■ Text section ■
Hi,
In a POC environment, I’m trying to restore a physical backup from a different replica set cluster with the same replica set name but I got some errors.
In order to give some context, I have a 3-node replica set cluster, let’s call it rsABC
, where I set up and configured PBM and I was able to run physical backups with success and stream them to a remote storage account. Then, in a different 3-node replica set cluster, with the same replica set name, I set up and configured PBM and pointed the storage to the same remote storage account. By doing a pbm --force-resync
I was able to have all backups available to restore. I don’t have mongos or arbiter nodes, the configuration is 1 primary and 2 secondaries (1 of them hidden). Then I started a physical restore based on a complete physical backup.
During the restore, in the pbm-agent
journal appeared several request error messages related to PUT requests of .pbm.restore
files with the response error ServiceCode=InvalidBlockList
. This, per se, didn’t seem to abort the restore process. However, at the end of the process, after the preparing data
phase, all the dbpath is cleaned up and the restored data is removed. Also, there is a message stating mongod process: exit status 100
. In the journal, there is no other errors.

■ Written task A ■
Answer these questions from the post about the failed PBM physical restore, one answer per line, marked the same way:
(i) Which command made all the backups available to restore on the second cluster?
(ii) What response error came back for the PUT requests of .pbm.restore files?
(iii) What exit status was reported for the mongod process?
■ Written task B ■
Summarize the post about the failed PBM physical restore in two sentences.
■ Written task C ■
Continue writing the post about the failed PBM physical restore from where it stops.

■ Data shown ■
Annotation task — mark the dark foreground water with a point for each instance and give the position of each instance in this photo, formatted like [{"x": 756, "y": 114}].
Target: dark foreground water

■ Task answer A ■
(i) pbm --force-resync
(ii) ServiceCode=InvalidBlockList
(iii) exit status 100

■ Task answer B ■
In a POC environment, the writer is trying to restore a physical backup taken on one 3-node replica set cluster onto a different 3-node cluster with the same replica set name, both using PBM and the same remote storage account. During the restore, the pbm-agent journal showed request errors with ServiceCode=InvalidBlockList, and after the preparing data phase the dbpath was cleaned up, the restored data was removed, and mongod reported exit status 100.

■ Task answer C ■
When checking describe-restore
, there are odd error messages stating, for example and for one of the nodes:
terminating / 2023-04-13T15:57:00.453+00:00, connect err: ping: server selection
error: server selection timeout, current topology: { Type: Single, Servers:
[{ Addr: localhost:27527, Type: Unknown, Last error: dial tcp 127.0.0.1:27527:
connect: connection refused }, ] }
I’m using port 27017 for MongoDB which is accessible so I don’t really understand why it is using a different port for each node like 27527.
You can find additional logging and details, both regarding describe-restore and pbm-agent journal, in:
pbm_physical_restore_failure.txt (50.5 KB)
Each node runs in a VM with:
- PSMDB 4.4.9-10
- CentOS 7.9
- PBM 2.0.5
Do you have any clue of what I may be doing wrong or if this may be a bug?
Should I create a Jira ticket?
Thanks in advance.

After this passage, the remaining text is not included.